■ **Brano proposto**
Il fan service è forte, molto forte, in Dragon Ball Super: Super Hero, che riesce nella sua durata a far comparire o rievocare quasi ogni personaggio mai apparso nella serie e, oltre ad affondare le radici in ognuna delle saghe rilevanti, ripropone finalmente anche il misto tra alti rischi e umorismo demenziale del fumetto e poi della serie animata.

E lo fa benissimo. Merito della presenza di Akira Toriyama alla sceneggiatura (anche se non è la prima volta che collabora ad un film) e di una concentrazione per una volta non tanto su Goku e Vegeta ma anzi sulla coppia Piccolo/Gohan, la più sottovalutata della serie. Così tanto che sembra quasi (quasi!!) di assistere ad un momento dal periodo migliore della serie.

È proprio Piccolo il protagonista, è lui a scoprire la presenza di un nuovo Fiocco Rosso che insieme al nipote del dr. Gelo ha finanziato la creazione di nuovi androidi da combattimento e anche un nuovo Cell potenziato. Sono tutti figli e nipoti dei villain originali per una storia in cui anche Piccolo recupera il suo status di padre surrogato. Dopo essersi infiltrato infatti scopre, un po’ combatte e poi coinvolge la solita banda, orfana di Goku e Vegeta (su altri pianeti a fare cose da Saiyan come potenziarsi e scoprire nuovi modi di migliorare) ma soprattutto Gohan, il più riottoso.

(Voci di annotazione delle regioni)
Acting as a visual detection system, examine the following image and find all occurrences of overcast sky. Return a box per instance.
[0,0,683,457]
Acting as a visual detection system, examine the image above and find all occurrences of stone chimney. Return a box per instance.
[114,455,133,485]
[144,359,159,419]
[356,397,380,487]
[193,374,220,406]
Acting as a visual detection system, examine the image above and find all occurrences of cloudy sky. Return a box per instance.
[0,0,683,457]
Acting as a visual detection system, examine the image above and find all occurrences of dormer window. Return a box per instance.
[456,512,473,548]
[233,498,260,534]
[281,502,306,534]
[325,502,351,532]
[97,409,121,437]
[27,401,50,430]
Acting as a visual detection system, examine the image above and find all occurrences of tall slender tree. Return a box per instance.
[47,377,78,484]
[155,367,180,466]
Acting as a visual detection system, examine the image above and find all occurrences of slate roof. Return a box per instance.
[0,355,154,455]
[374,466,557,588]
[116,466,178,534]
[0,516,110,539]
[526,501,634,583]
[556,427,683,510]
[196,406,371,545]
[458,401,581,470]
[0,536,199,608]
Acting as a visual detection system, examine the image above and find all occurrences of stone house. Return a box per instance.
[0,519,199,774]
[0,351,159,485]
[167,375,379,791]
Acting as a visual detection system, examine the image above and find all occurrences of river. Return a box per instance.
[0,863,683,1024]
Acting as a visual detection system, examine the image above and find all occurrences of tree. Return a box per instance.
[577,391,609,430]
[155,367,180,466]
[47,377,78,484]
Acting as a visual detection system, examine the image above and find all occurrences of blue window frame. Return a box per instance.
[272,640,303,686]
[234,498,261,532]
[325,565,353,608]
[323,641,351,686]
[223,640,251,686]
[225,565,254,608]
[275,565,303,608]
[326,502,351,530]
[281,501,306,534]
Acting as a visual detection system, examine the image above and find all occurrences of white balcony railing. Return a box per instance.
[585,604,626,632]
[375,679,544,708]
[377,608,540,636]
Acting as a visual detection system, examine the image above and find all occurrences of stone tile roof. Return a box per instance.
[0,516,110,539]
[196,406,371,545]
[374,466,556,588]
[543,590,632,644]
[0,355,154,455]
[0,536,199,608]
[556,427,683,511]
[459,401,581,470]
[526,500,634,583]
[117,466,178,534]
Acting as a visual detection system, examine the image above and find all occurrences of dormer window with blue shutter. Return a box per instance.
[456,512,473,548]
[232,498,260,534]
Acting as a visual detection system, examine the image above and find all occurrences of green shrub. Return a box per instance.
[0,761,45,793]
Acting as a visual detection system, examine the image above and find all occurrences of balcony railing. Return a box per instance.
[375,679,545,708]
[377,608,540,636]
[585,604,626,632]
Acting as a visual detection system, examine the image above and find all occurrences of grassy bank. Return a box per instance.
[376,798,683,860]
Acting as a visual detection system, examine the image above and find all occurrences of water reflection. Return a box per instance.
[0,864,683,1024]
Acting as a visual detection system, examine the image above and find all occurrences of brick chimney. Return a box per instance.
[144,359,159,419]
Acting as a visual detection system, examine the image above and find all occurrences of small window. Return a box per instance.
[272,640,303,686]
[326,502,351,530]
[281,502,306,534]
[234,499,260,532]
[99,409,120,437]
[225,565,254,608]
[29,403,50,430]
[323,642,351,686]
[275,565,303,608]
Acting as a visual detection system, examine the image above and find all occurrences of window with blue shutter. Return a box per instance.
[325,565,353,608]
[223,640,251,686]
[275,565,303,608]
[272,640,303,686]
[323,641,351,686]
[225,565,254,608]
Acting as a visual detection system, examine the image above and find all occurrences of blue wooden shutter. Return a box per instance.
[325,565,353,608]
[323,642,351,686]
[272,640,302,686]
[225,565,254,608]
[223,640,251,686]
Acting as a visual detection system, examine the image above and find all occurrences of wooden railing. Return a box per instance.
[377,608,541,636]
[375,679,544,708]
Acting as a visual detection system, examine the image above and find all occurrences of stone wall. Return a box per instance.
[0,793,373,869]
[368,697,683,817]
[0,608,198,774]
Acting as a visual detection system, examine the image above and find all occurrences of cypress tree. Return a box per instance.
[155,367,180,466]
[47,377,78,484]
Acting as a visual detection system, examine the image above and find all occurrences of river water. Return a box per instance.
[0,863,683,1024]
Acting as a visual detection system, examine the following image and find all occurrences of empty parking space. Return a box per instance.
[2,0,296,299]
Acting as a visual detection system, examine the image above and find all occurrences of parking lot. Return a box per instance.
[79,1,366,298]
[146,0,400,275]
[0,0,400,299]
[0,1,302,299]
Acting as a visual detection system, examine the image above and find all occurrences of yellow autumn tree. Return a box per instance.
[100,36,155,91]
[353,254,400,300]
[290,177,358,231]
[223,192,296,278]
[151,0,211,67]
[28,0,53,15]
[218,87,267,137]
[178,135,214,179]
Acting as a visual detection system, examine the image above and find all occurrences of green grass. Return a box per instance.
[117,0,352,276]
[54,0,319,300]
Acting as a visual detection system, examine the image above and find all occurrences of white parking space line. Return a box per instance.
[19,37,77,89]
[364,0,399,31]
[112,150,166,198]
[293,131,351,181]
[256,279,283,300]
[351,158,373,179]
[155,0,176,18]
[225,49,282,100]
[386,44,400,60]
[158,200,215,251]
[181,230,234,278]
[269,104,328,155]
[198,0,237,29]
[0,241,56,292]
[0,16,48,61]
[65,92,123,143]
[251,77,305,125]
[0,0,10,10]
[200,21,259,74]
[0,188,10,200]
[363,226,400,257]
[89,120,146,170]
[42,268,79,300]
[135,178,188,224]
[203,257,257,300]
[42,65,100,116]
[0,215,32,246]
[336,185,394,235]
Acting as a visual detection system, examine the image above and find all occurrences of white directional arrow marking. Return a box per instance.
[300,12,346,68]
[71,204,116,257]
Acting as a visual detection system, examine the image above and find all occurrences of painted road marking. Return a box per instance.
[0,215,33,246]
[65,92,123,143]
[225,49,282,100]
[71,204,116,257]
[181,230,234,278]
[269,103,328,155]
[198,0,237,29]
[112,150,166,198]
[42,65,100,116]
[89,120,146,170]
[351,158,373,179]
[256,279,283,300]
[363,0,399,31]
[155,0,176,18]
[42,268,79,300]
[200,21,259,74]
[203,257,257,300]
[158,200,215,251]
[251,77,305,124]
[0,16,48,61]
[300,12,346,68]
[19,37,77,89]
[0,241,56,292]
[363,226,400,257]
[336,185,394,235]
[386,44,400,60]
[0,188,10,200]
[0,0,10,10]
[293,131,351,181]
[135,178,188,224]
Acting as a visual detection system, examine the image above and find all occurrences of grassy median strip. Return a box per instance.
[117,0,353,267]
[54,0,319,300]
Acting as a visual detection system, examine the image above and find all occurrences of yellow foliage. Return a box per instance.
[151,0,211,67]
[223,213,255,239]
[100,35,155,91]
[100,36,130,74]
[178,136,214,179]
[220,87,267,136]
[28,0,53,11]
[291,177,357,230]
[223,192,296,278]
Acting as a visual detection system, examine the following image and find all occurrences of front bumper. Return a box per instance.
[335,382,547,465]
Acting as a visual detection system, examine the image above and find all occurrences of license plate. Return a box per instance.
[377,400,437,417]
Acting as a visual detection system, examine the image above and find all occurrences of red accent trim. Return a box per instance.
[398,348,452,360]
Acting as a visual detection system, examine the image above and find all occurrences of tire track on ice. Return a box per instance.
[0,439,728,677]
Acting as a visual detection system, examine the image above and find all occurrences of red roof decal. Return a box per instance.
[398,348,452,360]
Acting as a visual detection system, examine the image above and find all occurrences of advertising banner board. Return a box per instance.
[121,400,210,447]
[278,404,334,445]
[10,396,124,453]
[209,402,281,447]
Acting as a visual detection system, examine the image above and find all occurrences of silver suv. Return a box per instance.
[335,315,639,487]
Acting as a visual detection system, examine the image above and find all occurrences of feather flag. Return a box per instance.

■ **Esercizi**
**a)** Riscrivi sotto forma di elenco il paragrafo del brano che comincia con "È proprio Piccolo il protagonista", mantenendo i fatti principali.
**b)** Ripeti parola per parola la parte del brano che comincia con "Il fan service" e finisce con "migliore della serie.".

■ **Soluzioni**
**a)**
- Il protagonista è Piccolo.
- Piccolo scopre un nuovo Fiocco Rosso. Insieme al nipote del dr. Gelo, questo ha finanziato nuovi androidi da combattimento e un nuovo Cell potenziato.
- I nemici sono figli e nipoti dei villain originali.
- Piccolo torna a essere un padre surrogato.
- Piccolo si infiltra, scopre, combatte un po' e poi coinvolge la solita banda.
- Nella banda mancano Goku e Vegeta, che sono su altri pianeti a potenziarsi.
- Soprattutto coinvolge Gohan, il più riottoso.

**b)**
Il fan service è forte, molto forte, in Dragon Ball Super: Super Hero, che riesce nella sua durata a far comparire o rievocare quasi ogni personaggio mai apparso nella serie e, oltre ad affondare le radici in ognuna delle saghe rilevanti, ripropone finalmente anche il misto tra alti rischi e umorismo demenziale del fumetto e poi della serie animata.

E lo fa benissimo. Merito della presenza di Akira Toriyama alla sceneggiatura (anche se non è la prima volta che collabora ad un film) e di una concentrazione per una volta non tanto su Goku e Vegeta ma anzi sulla coppia Piccolo/Gohan, la più sottovalutata della serie. Così tanto che sembra quasi (quasi!!) di assistere ad un momento dal periodo migliore della serie.